Recorded data
◆ ◆ ◆ ◆

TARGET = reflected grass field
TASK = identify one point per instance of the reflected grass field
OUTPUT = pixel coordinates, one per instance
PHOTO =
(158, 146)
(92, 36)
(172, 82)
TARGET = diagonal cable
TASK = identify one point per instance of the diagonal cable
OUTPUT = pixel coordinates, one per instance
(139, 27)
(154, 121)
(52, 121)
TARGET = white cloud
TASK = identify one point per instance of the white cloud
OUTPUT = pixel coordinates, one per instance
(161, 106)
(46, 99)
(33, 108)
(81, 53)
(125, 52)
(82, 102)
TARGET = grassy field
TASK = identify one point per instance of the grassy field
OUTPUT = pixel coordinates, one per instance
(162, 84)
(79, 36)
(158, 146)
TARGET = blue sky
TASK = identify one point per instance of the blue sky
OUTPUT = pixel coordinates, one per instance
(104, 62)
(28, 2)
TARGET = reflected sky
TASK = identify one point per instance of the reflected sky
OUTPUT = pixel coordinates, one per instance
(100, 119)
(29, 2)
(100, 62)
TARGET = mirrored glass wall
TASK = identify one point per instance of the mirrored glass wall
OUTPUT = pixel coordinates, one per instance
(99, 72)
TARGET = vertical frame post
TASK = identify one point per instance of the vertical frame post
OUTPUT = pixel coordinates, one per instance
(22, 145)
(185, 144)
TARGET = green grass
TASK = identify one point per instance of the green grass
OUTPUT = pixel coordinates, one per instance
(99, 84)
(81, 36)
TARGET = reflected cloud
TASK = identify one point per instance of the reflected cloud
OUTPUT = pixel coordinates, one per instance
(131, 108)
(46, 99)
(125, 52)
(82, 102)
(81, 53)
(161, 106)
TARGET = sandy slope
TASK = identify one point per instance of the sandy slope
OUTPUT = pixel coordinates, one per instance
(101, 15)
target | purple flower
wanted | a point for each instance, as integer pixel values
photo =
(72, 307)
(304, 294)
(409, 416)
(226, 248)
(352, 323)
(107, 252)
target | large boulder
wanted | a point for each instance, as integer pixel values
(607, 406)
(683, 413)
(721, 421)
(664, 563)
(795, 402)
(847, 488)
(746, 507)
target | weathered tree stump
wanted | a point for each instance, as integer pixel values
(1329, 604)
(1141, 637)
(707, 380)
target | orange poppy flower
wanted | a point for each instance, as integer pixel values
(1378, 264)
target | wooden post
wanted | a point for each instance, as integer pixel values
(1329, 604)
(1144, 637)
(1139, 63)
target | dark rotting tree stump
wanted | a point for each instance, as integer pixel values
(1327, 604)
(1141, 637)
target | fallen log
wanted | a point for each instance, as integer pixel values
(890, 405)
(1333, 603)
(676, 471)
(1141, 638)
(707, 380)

◆ ◆ ◆ ◆

What you need to do:
Convert every one of the rows above into a numbered list, omitting any blank lines.

Reply to the task:
1. TARGET = reflected grass field
2. TASK = identify one point per instance of the reflected grass field
3. OUTPUT = pixel coordinates, one per instance
4. PHOTO =
5. (158, 146)
6. (92, 36)
7. (172, 82)
8. TARGET = diagonal cable
9. TASK = identify one point per instance of the diagonal cable
10. OUTPUT = pixel coordinates, one per instance
11. (139, 27)
12. (154, 121)
13. (52, 121)
14. TARGET = white cloud
15. TASK = identify one point per instance of the white cloud
16. OUTPUT = pixel coordinates, one per instance
17. (161, 106)
18. (46, 99)
19. (33, 108)
20. (81, 53)
21. (125, 52)
22. (82, 102)
23. TARGET = grassy field
24. TASK = identify one point per instance of the grassy field
25. OUTPUT = pixel coordinates, one per instance
26. (162, 84)
27. (79, 36)
28. (158, 146)
29. TARGET = blue sky
30. TASK = identify one point per instance of the blue sky
31. OUTPUT = pixel coordinates, one per instance
32. (104, 62)
33. (28, 2)
34. TARGET = reflected sky
35. TASK = identify one point per instance of the reflected sky
36. OUTPUT = pixel coordinates, one per instance
37. (100, 119)
38. (29, 2)
39. (100, 62)
40. TARGET = mirrored glass wall
41. TASK = identify one point per instance of the mirrored glass wall
42. OUTPUT = pixel coordinates, one per instance
43. (99, 72)
44. TARGET = vertical frame post
45. TASK = identify one point per instance of the vertical frame post
46. OUTPUT = pixel coordinates, one per instance
47. (22, 145)
48. (185, 144)
49. TARGET = green grass
50. TASK = identify one point per instance of the green grass
51. OUTPUT = pixel coordinates, one per instance
52. (99, 84)
53. (81, 36)
54. TARGET = reflected cloud
55. TASK = identify one point per instance of the reflected cloud
56. OUTPUT = pixel coordinates, one per instance
57. (131, 108)
58. (46, 99)
59. (125, 52)
60. (82, 102)
61. (81, 53)
62. (161, 106)
63. TARGET = sandy slope
64. TASK = identify one point per instance of the sandy slope
65. OUTPUT = pixel coordinates, one per instance
66. (101, 15)
67. target | purple flower
68. wanted | a point for each instance, as integer pixel values
69. photo =
70. (72, 307)
71. (304, 294)
72. (409, 416)
73. (226, 248)
74. (352, 323)
75. (107, 252)
76. target | large boulder
77. wanted | a point for each instance, as integer pixel values
78. (607, 406)
79. (683, 413)
80. (721, 421)
81. (664, 563)
82. (795, 402)
83. (847, 488)
84. (746, 507)
85. target | weathered tree stump
86. wanted | a point for each instance, as integer pixel values
87. (1329, 604)
88. (1141, 637)
89. (707, 380)
90. target | orange poppy flower
91. wanted | a point for each instance, as integer pixel values
92. (1378, 264)
93. target | wooden post
94. wanted | a point for each instance, as integer pixel values
95. (1329, 604)
96. (1144, 637)
97. (1139, 63)
98. target | dark rotting tree stump
99. wanted | a point for each instance, as integer pixel values
100. (1327, 604)
101. (1141, 637)
102. target | fallen log
103. wanted | a point for each instance, as integer pixel values
104. (890, 405)
105. (1333, 603)
106. (676, 471)
107. (1141, 638)
108. (707, 380)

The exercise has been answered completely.